• Data shown:
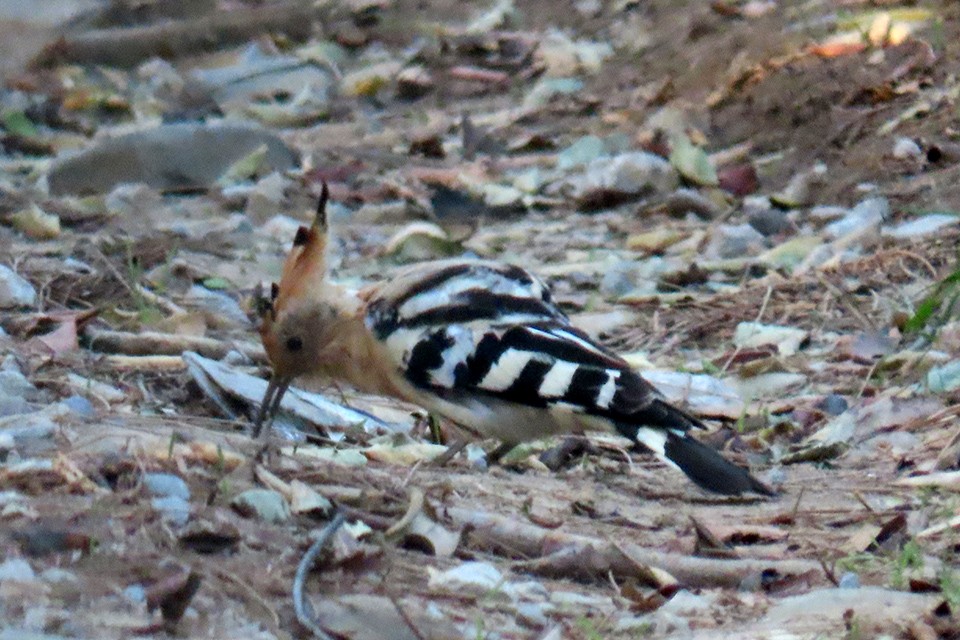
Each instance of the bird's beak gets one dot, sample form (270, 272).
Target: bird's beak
(276, 388)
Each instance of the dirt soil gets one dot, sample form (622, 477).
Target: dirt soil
(610, 543)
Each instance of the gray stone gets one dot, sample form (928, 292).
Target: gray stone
(263, 504)
(163, 485)
(734, 241)
(80, 406)
(532, 614)
(769, 222)
(171, 156)
(15, 291)
(869, 214)
(173, 509)
(17, 570)
(14, 383)
(849, 580)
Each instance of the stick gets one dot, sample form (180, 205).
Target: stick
(300, 605)
(582, 556)
(127, 47)
(151, 343)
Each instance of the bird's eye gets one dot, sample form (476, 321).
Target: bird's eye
(303, 234)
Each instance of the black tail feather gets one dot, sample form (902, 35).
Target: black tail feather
(710, 470)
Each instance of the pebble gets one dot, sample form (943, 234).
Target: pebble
(263, 504)
(80, 406)
(944, 378)
(629, 173)
(734, 241)
(532, 614)
(165, 485)
(906, 148)
(869, 213)
(59, 576)
(17, 570)
(769, 222)
(849, 580)
(684, 201)
(173, 509)
(15, 384)
(15, 291)
(834, 404)
(922, 226)
(572, 598)
(219, 309)
(477, 578)
(135, 593)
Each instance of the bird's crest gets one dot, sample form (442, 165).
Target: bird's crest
(304, 271)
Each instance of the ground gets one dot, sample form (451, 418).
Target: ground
(755, 202)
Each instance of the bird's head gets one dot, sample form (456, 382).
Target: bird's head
(299, 316)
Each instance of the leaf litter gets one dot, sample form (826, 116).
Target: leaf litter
(766, 227)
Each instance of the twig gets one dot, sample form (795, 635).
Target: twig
(415, 507)
(582, 557)
(151, 343)
(127, 47)
(763, 308)
(303, 609)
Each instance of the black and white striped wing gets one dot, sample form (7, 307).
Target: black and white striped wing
(493, 329)
(485, 343)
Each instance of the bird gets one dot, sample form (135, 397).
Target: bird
(478, 342)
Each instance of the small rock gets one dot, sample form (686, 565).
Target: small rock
(683, 603)
(628, 174)
(768, 385)
(476, 578)
(734, 241)
(849, 581)
(135, 593)
(769, 222)
(219, 310)
(15, 384)
(799, 191)
(907, 149)
(788, 340)
(263, 504)
(17, 570)
(59, 576)
(869, 214)
(14, 290)
(583, 151)
(823, 214)
(174, 509)
(163, 485)
(944, 378)
(833, 404)
(304, 499)
(922, 226)
(80, 406)
(574, 599)
(684, 201)
(414, 82)
(532, 614)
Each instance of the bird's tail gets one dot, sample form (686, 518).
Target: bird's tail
(704, 465)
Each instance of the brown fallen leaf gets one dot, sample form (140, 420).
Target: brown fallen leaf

• Directions: Copy out every one of the lines above word for word, leaving out the picture.

• Full response:
Each instance of the bird's beak gets one dot, sample form (270, 272).
Target: bird's beak
(276, 388)
Each instance of the dirt soil gets one dot, sample form (622, 477).
Target: dirt soil
(610, 543)
Each instance of the gray stone gets one dot, sample form (928, 292).
Target: gray stone
(263, 504)
(163, 485)
(734, 241)
(80, 406)
(532, 614)
(769, 222)
(171, 156)
(15, 291)
(869, 214)
(173, 509)
(17, 570)
(14, 383)
(849, 580)
Each instance of the stick gets one dot, sample form (180, 205).
Target: stick
(300, 605)
(582, 556)
(127, 47)
(151, 343)
Each instance of the bird's eye gets one dot, sample form (476, 321).
Target: bird's eye
(303, 234)
Each instance of the black tail feather gets one dot, sample form (902, 35).
Target: black tail feather
(710, 470)
Each instance of the pebble gets one dot, sample form (943, 234).
Target: pebble
(263, 504)
(80, 406)
(944, 378)
(629, 173)
(734, 241)
(532, 614)
(165, 485)
(906, 148)
(869, 213)
(59, 576)
(17, 570)
(769, 222)
(849, 580)
(684, 201)
(173, 509)
(15, 384)
(15, 291)
(834, 404)
(922, 226)
(572, 598)
(219, 309)
(477, 578)
(135, 593)
Each instance of the bird's crest gets one dot, sample form (442, 165).
Target: bird's crest
(304, 271)
Each instance of the ground gets one dot, sample form (451, 418).
Target: ground
(755, 202)
Each instance of the bird's head gets one dot, sample form (456, 382).
Target: bird's head
(299, 316)
Each instance of the leaf litter gets one dot, sample form (826, 116).
Target: leaf litter
(766, 227)
Each instance of the twig gets one dot, sample form (795, 635).
Target: twig
(415, 507)
(582, 557)
(151, 343)
(127, 47)
(763, 308)
(303, 609)
Each instance of the black and white striped wing gets one dot, sample form (7, 307).
Target: black and white striped wing
(493, 329)
(485, 343)
Each instance of the bird gets one dot, sample form (135, 397).
Target: bird
(478, 342)
Each instance of the small rock gets one dot, sample form (686, 565).
Target: small rock
(683, 603)
(628, 174)
(768, 385)
(476, 578)
(734, 241)
(849, 581)
(135, 593)
(769, 222)
(219, 310)
(15, 384)
(799, 191)
(907, 149)
(788, 340)
(263, 504)
(17, 570)
(59, 576)
(869, 214)
(14, 290)
(583, 151)
(823, 214)
(174, 509)
(163, 485)
(944, 378)
(833, 404)
(304, 499)
(922, 226)
(80, 406)
(574, 599)
(684, 201)
(414, 82)
(532, 614)
Each instance of the bird's tail gets one dot, sample form (686, 518).
Target: bird's tail
(704, 465)
Each instance of the brown fallen leaf gets one dot, sample form (140, 420).
Target: brown fallen leaf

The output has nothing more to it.